YOUR TASK – Your task is to copy the lines of the data below from the line holding "the green grass" through the line holding "white rugby shorts.", inclusive, exactly and with nothing added.

----------

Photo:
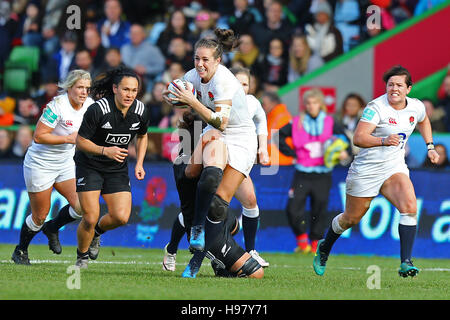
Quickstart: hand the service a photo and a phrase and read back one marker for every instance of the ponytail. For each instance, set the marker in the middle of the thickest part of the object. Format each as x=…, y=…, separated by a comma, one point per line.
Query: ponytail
x=103, y=84
x=225, y=42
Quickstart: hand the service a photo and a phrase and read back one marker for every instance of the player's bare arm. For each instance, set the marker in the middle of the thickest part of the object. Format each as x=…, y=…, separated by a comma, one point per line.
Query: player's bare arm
x=44, y=135
x=141, y=149
x=114, y=153
x=426, y=132
x=363, y=137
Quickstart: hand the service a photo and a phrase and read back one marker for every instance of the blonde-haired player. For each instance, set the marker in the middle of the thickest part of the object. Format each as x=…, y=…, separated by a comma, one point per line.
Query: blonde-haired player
x=49, y=163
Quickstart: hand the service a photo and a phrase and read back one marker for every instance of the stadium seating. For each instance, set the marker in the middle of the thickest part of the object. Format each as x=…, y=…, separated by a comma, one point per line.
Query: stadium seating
x=16, y=78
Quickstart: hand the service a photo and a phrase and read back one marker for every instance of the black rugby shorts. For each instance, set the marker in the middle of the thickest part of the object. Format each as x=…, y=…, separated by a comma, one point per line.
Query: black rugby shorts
x=89, y=179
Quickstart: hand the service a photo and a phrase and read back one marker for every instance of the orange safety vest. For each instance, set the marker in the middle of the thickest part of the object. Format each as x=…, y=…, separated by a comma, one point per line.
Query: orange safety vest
x=276, y=119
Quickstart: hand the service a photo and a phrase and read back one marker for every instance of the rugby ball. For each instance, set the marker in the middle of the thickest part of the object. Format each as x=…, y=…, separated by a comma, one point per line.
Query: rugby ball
x=180, y=83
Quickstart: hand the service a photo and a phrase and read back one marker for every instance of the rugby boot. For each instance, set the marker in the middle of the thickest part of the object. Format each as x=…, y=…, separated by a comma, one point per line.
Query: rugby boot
x=197, y=239
x=258, y=258
x=407, y=269
x=20, y=257
x=82, y=262
x=94, y=248
x=320, y=260
x=191, y=269
x=169, y=260
x=53, y=239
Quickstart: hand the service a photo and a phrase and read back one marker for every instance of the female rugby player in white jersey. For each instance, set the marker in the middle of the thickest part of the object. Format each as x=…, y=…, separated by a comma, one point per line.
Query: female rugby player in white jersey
x=384, y=128
x=49, y=163
x=245, y=194
x=228, y=160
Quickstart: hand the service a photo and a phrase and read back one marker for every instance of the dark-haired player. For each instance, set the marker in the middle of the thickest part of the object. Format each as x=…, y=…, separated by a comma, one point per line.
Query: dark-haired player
x=382, y=133
x=101, y=159
x=231, y=261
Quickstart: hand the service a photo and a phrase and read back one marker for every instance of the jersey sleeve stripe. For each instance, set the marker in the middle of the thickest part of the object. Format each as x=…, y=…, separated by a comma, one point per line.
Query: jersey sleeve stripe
x=100, y=103
x=139, y=107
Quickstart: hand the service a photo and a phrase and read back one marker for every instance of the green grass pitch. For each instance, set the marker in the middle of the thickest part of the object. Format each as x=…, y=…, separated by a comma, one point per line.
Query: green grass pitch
x=129, y=274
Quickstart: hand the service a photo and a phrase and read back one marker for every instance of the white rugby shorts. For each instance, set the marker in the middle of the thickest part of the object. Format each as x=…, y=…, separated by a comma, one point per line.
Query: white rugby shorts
x=241, y=148
x=40, y=179
x=359, y=184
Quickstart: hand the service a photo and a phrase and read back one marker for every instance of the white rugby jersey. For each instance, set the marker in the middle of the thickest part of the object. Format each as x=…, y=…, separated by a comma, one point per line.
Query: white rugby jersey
x=60, y=115
x=389, y=121
x=257, y=114
x=224, y=86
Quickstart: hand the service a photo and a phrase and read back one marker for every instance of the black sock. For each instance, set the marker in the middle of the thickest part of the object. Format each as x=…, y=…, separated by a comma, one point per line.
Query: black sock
x=407, y=236
x=330, y=239
x=212, y=230
x=98, y=231
x=26, y=235
x=178, y=232
x=249, y=227
x=82, y=255
x=206, y=188
x=197, y=258
x=60, y=220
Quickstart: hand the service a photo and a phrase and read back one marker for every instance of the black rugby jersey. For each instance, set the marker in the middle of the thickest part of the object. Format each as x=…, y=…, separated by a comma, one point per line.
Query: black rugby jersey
x=104, y=124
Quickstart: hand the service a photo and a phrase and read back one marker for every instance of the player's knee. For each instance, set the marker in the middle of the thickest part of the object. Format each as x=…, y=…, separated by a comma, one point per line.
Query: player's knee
x=347, y=222
x=88, y=222
x=409, y=206
x=121, y=220
x=218, y=209
x=250, y=201
x=258, y=274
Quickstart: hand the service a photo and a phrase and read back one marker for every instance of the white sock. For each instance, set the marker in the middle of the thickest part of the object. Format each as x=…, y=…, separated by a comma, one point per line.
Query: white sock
x=74, y=214
x=181, y=219
x=30, y=223
x=336, y=226
x=250, y=213
x=407, y=219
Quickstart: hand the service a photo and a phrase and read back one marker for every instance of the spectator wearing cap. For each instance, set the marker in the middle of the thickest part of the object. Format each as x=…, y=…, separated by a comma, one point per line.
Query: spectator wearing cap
x=244, y=16
x=272, y=68
x=31, y=26
x=444, y=103
x=22, y=141
x=273, y=26
x=204, y=25
x=436, y=116
x=93, y=43
x=178, y=51
x=322, y=36
x=53, y=11
x=5, y=145
x=27, y=111
x=145, y=58
x=63, y=60
x=177, y=26
x=247, y=52
x=113, y=59
x=83, y=61
x=48, y=92
x=113, y=30
x=346, y=19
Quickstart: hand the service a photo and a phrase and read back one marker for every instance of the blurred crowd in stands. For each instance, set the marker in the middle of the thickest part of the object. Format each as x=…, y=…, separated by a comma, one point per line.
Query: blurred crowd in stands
x=280, y=42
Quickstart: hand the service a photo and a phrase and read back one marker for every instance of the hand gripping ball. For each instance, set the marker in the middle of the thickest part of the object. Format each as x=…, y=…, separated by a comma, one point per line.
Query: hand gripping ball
x=180, y=83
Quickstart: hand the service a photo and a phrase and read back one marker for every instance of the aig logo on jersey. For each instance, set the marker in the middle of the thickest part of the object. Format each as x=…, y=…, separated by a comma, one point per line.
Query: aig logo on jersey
x=118, y=139
x=392, y=121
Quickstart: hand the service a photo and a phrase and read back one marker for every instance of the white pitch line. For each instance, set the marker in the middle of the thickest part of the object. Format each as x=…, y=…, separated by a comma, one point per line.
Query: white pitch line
x=132, y=262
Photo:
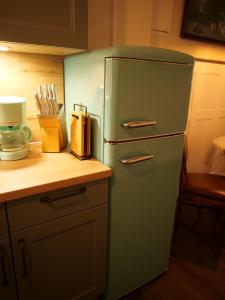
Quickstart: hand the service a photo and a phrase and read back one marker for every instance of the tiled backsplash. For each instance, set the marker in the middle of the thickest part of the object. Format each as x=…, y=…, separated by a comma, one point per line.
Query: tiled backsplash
x=22, y=73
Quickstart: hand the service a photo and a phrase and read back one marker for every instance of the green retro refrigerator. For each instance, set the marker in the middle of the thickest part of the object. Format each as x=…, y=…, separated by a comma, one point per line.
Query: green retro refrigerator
x=138, y=99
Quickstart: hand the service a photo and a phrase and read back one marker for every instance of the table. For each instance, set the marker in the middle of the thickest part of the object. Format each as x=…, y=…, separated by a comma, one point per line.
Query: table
x=215, y=158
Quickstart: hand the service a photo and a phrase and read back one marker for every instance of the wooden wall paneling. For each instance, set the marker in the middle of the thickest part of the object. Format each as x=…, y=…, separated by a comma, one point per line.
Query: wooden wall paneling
x=162, y=16
x=21, y=74
x=132, y=22
x=100, y=23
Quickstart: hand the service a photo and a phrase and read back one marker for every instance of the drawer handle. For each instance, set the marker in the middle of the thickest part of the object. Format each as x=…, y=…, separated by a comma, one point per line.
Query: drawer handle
x=5, y=280
x=137, y=124
x=137, y=159
x=23, y=257
x=47, y=199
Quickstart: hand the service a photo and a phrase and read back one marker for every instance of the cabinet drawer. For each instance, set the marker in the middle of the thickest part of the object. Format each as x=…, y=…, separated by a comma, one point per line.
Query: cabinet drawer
x=37, y=209
x=64, y=258
x=3, y=223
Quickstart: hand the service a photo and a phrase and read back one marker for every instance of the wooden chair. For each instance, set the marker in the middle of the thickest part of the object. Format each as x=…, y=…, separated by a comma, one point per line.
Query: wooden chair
x=201, y=191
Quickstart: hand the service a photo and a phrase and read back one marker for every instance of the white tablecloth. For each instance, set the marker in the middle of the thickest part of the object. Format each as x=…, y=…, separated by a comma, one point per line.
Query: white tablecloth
x=215, y=158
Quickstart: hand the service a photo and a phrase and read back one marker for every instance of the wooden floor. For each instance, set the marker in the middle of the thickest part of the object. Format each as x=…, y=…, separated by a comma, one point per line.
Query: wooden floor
x=196, y=270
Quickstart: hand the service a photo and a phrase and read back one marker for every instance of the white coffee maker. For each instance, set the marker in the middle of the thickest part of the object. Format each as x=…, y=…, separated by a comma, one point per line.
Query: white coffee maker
x=14, y=135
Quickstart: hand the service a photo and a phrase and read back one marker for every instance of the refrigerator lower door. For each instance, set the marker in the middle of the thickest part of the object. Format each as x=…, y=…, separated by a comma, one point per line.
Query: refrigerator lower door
x=143, y=194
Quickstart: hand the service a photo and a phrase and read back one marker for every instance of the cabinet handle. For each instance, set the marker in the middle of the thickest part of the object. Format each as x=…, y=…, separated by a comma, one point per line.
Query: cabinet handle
x=5, y=280
x=47, y=199
x=136, y=124
x=23, y=257
x=134, y=160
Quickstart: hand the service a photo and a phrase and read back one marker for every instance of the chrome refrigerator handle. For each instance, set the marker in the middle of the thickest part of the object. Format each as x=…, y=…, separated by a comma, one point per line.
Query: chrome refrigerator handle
x=136, y=124
x=137, y=159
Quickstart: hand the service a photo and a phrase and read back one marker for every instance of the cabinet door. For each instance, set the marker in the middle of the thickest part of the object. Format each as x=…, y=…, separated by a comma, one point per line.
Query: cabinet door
x=46, y=22
x=7, y=286
x=64, y=259
x=3, y=224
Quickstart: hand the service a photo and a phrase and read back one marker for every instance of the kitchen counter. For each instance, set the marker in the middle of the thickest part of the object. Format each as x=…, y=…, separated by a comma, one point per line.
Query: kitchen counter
x=41, y=172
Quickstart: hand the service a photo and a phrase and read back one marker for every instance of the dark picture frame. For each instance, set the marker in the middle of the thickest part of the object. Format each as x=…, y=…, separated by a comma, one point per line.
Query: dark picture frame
x=204, y=20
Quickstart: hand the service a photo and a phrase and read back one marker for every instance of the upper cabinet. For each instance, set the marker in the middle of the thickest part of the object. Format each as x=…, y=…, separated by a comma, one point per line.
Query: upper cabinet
x=61, y=23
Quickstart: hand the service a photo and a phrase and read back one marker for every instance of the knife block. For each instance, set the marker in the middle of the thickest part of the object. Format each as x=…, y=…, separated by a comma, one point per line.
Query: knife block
x=53, y=131
x=80, y=134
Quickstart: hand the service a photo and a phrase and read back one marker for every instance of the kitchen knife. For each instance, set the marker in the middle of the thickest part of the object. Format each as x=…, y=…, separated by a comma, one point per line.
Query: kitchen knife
x=54, y=99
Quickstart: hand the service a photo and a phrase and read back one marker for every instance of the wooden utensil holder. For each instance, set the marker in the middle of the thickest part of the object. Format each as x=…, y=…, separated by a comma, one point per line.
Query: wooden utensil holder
x=53, y=131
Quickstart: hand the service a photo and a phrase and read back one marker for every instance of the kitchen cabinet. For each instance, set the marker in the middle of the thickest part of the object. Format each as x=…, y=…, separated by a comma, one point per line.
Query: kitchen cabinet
x=7, y=283
x=3, y=222
x=45, y=22
x=59, y=243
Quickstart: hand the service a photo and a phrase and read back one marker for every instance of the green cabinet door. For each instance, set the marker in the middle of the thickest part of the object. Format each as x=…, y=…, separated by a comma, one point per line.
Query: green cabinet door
x=3, y=222
x=53, y=23
x=64, y=259
x=7, y=286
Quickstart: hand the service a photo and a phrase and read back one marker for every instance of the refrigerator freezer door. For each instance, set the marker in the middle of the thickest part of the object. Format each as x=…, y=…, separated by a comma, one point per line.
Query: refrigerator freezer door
x=144, y=98
x=142, y=208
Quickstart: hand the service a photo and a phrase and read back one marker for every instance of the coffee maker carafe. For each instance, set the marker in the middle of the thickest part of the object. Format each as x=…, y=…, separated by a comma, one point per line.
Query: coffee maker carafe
x=14, y=135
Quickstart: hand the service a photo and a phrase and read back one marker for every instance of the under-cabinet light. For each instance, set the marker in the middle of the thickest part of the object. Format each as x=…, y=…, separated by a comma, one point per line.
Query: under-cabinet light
x=3, y=48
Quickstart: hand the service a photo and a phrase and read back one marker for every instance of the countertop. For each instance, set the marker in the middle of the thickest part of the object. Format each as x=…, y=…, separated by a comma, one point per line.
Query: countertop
x=42, y=172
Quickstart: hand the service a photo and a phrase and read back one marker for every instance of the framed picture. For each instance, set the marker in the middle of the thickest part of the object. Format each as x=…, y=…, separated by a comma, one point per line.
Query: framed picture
x=204, y=20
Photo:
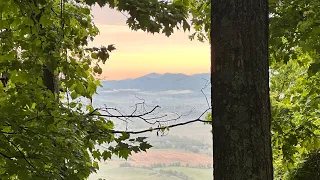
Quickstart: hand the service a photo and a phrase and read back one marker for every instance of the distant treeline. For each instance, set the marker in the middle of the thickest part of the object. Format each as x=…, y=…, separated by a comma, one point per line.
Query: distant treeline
x=176, y=142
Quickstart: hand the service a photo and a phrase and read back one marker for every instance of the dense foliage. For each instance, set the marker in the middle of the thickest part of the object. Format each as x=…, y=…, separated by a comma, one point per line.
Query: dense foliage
x=309, y=168
x=46, y=66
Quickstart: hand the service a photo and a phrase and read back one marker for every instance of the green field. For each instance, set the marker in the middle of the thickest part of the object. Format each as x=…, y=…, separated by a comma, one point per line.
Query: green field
x=109, y=172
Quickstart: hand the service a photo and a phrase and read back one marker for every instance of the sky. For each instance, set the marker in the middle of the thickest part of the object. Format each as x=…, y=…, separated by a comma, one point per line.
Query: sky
x=139, y=53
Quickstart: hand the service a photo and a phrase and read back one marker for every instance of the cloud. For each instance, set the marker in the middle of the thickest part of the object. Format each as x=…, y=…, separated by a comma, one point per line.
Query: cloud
x=120, y=90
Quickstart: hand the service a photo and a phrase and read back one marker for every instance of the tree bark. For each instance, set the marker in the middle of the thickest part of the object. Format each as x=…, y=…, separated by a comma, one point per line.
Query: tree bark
x=240, y=90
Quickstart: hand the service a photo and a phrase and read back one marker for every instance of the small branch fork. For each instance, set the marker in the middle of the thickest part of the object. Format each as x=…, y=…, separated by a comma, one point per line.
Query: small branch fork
x=148, y=116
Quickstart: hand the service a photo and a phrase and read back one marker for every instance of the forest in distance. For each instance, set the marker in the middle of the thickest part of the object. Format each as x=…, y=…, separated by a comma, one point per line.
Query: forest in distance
x=255, y=115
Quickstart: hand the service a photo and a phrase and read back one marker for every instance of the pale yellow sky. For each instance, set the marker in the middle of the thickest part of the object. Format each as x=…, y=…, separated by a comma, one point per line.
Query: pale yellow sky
x=139, y=53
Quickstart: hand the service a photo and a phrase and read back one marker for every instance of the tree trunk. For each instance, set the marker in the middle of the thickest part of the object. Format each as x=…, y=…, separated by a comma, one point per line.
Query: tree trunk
x=240, y=90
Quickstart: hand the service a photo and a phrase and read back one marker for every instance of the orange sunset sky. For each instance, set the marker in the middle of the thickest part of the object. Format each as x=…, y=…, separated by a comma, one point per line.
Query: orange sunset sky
x=140, y=53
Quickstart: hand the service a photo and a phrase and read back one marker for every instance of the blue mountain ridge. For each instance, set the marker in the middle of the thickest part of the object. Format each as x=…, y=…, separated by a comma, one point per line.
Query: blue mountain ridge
x=161, y=82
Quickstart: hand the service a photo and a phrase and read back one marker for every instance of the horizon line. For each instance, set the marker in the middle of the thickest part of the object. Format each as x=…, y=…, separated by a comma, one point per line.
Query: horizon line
x=104, y=78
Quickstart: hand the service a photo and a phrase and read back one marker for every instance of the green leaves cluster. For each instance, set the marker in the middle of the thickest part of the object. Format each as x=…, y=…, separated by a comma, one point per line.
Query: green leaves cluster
x=295, y=111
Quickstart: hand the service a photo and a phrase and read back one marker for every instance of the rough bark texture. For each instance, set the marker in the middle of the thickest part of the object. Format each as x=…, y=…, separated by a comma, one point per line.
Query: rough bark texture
x=240, y=90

----------

ANSWER SECTION –
Quickstart: hand the service a photo and a phrase and read back one marker for every instance of the green grass pitch. For each instance, set the marker in the middle of the thickest part of the object. Format each as x=…, y=…, separated by a comma, one point per line.
Query: green grass pitch
x=129, y=274
Quickstart: hand the service a photo and a phrase and read back one marker for every instance of the white rugby shorts. For each instance, set the marker in the middle of the thickest part of the object. Format each as x=…, y=…, separated by a comma, one point per line.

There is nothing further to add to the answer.